Excerpts from point annotation data:

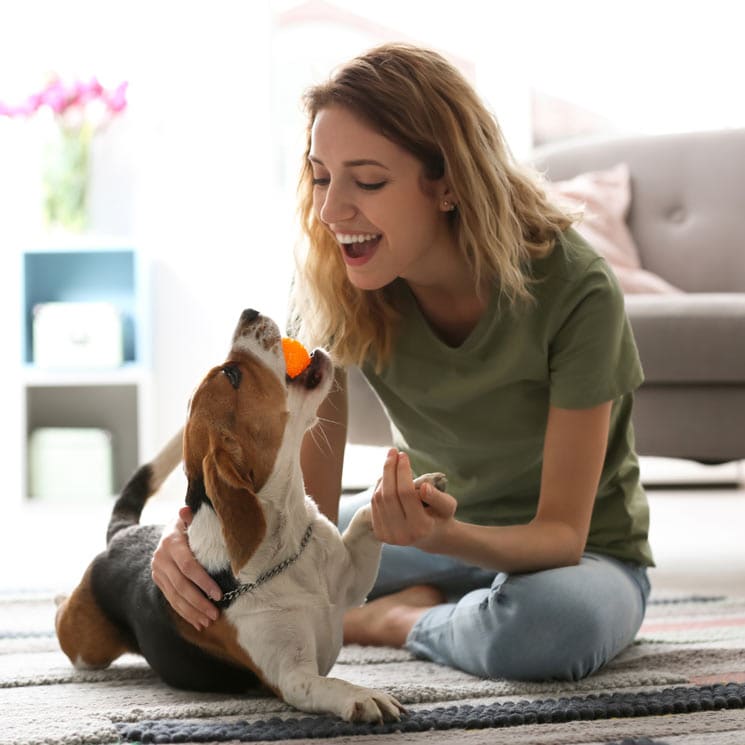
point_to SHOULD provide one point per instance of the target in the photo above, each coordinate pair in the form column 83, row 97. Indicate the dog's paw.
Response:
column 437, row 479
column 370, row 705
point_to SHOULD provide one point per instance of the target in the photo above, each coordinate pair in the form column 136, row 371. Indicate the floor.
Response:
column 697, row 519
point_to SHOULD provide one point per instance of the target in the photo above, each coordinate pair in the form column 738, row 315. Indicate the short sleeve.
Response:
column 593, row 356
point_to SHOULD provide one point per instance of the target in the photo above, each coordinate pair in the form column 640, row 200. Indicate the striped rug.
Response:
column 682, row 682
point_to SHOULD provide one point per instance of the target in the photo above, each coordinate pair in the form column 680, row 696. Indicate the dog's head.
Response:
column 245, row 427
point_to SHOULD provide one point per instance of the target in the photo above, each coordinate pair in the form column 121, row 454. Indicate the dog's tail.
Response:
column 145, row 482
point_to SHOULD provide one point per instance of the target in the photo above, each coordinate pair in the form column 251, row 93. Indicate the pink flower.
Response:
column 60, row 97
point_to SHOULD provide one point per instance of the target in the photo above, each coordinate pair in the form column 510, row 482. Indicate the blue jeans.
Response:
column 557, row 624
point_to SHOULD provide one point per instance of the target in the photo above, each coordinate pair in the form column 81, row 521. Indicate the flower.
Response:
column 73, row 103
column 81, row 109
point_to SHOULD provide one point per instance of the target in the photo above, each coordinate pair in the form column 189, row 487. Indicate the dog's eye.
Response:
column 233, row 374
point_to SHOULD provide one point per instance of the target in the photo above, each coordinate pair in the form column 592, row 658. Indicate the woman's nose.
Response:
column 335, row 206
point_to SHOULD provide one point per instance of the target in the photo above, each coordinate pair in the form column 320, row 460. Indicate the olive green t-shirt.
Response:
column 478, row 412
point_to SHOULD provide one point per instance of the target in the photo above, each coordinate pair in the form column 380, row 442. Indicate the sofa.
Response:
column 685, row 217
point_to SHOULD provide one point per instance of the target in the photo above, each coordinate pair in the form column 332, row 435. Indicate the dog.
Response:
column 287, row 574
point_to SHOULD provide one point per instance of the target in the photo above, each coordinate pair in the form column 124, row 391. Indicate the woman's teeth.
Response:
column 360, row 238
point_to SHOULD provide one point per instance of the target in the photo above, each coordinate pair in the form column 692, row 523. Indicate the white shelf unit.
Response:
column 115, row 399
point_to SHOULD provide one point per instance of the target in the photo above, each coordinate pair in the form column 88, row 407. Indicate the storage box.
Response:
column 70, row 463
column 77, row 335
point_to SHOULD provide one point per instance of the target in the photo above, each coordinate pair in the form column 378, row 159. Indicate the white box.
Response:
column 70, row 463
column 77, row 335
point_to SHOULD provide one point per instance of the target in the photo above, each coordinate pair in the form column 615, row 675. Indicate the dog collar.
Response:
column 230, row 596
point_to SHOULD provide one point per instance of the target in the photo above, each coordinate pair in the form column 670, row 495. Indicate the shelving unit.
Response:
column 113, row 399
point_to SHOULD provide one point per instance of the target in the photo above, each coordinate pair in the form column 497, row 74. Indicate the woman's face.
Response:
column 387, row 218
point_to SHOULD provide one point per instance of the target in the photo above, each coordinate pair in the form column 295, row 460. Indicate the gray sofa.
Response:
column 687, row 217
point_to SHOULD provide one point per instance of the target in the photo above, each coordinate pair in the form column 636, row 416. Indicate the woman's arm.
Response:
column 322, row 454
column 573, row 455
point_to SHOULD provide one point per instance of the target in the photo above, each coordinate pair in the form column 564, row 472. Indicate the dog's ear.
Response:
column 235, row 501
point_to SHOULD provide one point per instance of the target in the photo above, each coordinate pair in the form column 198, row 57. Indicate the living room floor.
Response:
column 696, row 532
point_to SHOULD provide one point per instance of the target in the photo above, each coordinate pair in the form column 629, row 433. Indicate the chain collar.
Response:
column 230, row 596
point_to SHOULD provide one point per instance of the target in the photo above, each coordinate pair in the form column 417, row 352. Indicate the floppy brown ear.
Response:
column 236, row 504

▶ **What is expected**:
Please update the data from the line containing "the shelving unit." down to the line containing "column 113, row 399" by changing "shelving unit" to "bookcase". Return only those lines, with everything else left the same.

▶ **Task response**:
point_to SHOULD provide one point per instance of the target in the photo above, each coordinate pair in the form column 670, row 495. Indicate the bookcase.
Response:
column 113, row 399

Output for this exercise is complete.